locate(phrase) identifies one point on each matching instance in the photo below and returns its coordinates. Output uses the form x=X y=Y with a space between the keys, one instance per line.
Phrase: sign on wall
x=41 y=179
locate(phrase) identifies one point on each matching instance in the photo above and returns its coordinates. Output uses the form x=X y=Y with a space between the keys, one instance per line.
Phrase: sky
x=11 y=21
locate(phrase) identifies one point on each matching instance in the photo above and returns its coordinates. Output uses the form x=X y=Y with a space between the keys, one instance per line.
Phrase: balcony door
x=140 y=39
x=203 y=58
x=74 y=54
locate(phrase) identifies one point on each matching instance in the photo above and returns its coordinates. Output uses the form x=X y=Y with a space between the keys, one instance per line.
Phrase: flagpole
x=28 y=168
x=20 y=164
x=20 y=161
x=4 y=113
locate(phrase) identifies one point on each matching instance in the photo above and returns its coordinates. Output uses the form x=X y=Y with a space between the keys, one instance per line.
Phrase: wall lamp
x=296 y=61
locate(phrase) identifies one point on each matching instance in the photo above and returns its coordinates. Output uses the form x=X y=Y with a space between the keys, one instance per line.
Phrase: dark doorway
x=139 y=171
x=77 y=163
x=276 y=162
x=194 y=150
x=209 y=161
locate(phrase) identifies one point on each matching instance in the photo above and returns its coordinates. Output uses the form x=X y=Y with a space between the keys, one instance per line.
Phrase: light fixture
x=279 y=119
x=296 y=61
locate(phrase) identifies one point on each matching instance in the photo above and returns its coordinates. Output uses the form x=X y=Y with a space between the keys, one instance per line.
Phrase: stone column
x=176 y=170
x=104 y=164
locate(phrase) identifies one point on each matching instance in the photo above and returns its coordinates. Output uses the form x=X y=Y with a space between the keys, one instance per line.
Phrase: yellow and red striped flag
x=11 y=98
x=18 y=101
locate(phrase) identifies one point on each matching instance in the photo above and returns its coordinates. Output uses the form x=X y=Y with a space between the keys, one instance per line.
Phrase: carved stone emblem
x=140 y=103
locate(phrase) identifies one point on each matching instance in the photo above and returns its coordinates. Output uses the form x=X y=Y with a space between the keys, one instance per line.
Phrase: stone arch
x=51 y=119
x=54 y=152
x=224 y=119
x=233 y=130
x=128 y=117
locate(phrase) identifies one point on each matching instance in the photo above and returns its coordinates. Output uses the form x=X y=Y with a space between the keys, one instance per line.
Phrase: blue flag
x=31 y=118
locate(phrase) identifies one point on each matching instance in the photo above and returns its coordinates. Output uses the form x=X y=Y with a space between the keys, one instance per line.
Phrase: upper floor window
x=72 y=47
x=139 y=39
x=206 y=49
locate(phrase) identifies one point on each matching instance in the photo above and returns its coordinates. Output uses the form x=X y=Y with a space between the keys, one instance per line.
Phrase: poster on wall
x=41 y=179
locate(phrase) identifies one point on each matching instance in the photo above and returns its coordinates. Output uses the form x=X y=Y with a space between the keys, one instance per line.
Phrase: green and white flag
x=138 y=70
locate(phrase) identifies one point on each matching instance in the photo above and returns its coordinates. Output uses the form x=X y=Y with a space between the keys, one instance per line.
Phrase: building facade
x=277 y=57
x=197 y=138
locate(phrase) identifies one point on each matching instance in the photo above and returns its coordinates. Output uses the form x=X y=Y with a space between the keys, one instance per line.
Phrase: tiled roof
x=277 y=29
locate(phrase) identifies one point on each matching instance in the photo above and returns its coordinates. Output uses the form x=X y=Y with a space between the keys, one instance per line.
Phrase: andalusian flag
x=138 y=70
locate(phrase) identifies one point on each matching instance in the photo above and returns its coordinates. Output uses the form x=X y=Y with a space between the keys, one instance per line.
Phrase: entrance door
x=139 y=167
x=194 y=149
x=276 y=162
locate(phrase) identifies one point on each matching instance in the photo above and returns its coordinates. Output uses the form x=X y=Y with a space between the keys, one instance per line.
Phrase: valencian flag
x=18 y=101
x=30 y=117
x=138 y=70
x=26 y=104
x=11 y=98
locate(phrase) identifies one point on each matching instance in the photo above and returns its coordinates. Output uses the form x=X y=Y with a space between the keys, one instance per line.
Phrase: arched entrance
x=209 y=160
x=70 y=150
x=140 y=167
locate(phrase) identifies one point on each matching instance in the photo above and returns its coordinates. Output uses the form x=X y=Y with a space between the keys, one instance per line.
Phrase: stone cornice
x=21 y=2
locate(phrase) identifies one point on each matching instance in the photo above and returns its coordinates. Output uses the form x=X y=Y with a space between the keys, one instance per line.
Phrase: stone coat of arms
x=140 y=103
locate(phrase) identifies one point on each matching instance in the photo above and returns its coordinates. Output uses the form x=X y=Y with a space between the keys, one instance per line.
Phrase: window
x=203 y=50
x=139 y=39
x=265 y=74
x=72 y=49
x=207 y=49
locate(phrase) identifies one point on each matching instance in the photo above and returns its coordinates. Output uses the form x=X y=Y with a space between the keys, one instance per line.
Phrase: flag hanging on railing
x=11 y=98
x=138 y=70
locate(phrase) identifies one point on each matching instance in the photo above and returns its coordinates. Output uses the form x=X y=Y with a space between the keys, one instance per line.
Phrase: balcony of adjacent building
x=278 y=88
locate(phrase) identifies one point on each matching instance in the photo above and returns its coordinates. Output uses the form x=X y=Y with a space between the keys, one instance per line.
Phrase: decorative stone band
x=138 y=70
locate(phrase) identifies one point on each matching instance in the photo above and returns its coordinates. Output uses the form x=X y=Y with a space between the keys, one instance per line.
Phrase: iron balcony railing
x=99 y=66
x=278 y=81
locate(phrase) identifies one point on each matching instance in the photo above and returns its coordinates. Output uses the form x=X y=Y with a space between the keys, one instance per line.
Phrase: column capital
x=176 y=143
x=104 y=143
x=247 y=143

======

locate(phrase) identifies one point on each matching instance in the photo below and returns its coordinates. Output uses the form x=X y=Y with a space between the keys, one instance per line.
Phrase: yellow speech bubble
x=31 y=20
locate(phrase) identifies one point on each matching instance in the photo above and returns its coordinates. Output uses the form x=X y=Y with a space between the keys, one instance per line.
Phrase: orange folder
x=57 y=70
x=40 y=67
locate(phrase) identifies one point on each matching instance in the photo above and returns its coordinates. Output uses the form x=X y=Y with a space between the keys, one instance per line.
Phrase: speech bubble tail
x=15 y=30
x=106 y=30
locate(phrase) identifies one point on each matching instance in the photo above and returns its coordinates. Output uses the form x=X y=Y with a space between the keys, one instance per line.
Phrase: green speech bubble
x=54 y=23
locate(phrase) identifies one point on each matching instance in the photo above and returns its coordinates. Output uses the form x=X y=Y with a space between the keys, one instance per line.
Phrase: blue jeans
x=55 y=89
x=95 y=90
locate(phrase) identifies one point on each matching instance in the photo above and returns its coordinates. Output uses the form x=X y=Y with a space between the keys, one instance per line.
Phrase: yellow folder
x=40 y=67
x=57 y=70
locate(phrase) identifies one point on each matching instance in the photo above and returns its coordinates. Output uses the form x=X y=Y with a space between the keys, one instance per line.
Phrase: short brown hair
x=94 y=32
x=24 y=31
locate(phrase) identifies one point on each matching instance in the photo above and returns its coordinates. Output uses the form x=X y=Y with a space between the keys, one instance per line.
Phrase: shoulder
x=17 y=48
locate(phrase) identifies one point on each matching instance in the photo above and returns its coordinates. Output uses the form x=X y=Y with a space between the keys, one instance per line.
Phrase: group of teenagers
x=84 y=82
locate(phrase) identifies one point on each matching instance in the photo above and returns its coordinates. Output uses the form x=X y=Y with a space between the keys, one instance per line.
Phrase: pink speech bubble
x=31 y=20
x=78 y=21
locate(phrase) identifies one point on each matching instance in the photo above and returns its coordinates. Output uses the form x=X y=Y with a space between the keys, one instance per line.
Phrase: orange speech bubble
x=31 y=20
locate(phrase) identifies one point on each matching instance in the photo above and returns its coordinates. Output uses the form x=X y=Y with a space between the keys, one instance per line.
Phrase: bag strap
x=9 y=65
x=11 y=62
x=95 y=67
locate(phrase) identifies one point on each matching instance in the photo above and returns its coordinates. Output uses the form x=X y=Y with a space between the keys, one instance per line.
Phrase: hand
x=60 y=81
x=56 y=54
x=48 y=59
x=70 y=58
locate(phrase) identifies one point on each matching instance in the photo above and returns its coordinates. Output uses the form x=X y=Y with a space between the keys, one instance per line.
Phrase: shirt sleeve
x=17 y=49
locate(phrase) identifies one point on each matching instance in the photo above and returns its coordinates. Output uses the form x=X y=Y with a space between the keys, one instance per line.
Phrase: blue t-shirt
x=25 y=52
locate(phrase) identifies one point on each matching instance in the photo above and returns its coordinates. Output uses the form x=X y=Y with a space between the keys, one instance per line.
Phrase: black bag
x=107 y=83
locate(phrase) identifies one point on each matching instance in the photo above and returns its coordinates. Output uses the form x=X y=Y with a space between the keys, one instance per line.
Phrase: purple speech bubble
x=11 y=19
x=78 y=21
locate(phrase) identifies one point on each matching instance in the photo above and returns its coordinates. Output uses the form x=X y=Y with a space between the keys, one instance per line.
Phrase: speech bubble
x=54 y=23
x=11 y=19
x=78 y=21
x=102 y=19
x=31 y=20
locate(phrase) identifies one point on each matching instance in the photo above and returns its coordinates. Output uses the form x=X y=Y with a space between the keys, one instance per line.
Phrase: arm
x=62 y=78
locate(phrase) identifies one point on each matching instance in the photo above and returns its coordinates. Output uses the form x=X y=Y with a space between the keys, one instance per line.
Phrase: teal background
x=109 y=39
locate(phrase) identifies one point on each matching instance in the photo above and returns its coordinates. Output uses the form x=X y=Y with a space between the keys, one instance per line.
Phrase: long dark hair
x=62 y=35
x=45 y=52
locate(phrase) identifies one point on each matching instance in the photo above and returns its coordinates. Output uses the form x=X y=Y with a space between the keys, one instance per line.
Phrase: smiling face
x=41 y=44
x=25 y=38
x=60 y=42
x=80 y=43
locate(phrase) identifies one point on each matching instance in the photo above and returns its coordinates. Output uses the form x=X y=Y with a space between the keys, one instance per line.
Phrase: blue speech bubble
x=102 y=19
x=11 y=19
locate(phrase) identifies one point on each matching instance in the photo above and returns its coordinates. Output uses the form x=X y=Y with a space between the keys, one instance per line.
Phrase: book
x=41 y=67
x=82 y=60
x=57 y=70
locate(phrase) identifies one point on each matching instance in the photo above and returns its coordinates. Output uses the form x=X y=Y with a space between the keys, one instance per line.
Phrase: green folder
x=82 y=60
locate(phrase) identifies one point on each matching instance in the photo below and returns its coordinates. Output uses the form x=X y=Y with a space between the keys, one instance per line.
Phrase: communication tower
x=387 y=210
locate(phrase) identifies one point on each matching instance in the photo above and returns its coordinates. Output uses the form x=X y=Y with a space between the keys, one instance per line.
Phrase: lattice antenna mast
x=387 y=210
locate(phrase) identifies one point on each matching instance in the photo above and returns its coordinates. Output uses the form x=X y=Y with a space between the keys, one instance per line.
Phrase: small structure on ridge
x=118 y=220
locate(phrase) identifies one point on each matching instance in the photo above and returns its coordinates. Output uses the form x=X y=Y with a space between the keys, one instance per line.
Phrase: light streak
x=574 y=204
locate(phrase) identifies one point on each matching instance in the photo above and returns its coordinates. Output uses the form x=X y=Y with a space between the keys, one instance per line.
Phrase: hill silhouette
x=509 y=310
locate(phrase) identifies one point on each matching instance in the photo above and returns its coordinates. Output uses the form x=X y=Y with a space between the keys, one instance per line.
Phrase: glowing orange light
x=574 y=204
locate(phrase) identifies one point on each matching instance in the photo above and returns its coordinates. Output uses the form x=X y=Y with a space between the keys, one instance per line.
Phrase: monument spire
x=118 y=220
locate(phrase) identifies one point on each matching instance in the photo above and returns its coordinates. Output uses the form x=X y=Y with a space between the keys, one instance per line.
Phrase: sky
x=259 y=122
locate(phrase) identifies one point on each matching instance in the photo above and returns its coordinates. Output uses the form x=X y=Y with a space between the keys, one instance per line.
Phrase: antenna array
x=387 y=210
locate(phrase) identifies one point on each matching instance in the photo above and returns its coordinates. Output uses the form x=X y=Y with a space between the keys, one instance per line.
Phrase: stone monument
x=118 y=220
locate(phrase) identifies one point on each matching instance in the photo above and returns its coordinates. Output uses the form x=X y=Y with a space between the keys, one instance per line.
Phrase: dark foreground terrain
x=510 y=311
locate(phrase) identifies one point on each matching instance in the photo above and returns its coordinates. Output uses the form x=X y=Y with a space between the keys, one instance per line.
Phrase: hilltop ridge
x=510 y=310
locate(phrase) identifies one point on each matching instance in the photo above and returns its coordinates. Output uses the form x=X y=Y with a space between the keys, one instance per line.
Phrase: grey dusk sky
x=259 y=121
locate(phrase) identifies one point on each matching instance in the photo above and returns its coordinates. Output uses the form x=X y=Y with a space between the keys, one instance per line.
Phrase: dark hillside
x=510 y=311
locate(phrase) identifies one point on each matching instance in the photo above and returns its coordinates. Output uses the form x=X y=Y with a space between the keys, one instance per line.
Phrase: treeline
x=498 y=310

======

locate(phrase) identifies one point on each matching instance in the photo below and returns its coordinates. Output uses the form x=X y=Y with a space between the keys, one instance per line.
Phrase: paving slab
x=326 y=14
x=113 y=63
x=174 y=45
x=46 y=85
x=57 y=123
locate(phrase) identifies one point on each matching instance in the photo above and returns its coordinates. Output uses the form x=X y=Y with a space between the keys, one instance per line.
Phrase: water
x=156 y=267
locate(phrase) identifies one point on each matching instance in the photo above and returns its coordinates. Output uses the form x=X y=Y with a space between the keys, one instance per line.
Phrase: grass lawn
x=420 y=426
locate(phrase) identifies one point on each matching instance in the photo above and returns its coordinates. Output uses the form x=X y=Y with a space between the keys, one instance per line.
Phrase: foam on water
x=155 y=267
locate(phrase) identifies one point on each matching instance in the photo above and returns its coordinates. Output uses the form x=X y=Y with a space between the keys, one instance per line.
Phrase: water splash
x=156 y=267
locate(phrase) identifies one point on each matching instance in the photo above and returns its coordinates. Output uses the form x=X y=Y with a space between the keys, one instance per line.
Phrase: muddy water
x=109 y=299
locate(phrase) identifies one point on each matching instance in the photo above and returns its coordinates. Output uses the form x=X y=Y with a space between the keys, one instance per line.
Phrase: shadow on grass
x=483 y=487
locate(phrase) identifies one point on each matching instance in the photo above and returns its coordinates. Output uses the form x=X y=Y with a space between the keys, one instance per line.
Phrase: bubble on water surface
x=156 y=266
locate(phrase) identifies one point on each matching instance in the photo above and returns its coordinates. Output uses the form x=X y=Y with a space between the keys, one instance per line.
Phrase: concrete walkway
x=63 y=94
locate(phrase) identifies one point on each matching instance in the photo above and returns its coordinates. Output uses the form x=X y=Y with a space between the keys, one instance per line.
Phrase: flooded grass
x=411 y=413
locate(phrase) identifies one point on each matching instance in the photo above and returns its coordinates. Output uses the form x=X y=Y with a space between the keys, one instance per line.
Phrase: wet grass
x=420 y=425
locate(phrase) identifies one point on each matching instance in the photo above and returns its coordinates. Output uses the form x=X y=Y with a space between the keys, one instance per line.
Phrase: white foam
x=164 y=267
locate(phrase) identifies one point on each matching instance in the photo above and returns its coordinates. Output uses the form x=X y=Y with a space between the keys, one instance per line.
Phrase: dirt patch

======

= Problem to work on =
Pick out every line in the records above that contains the string "monument", and copy each one. Case counts.

= Result below =
Phrase: monument spire
Phrase: stone monument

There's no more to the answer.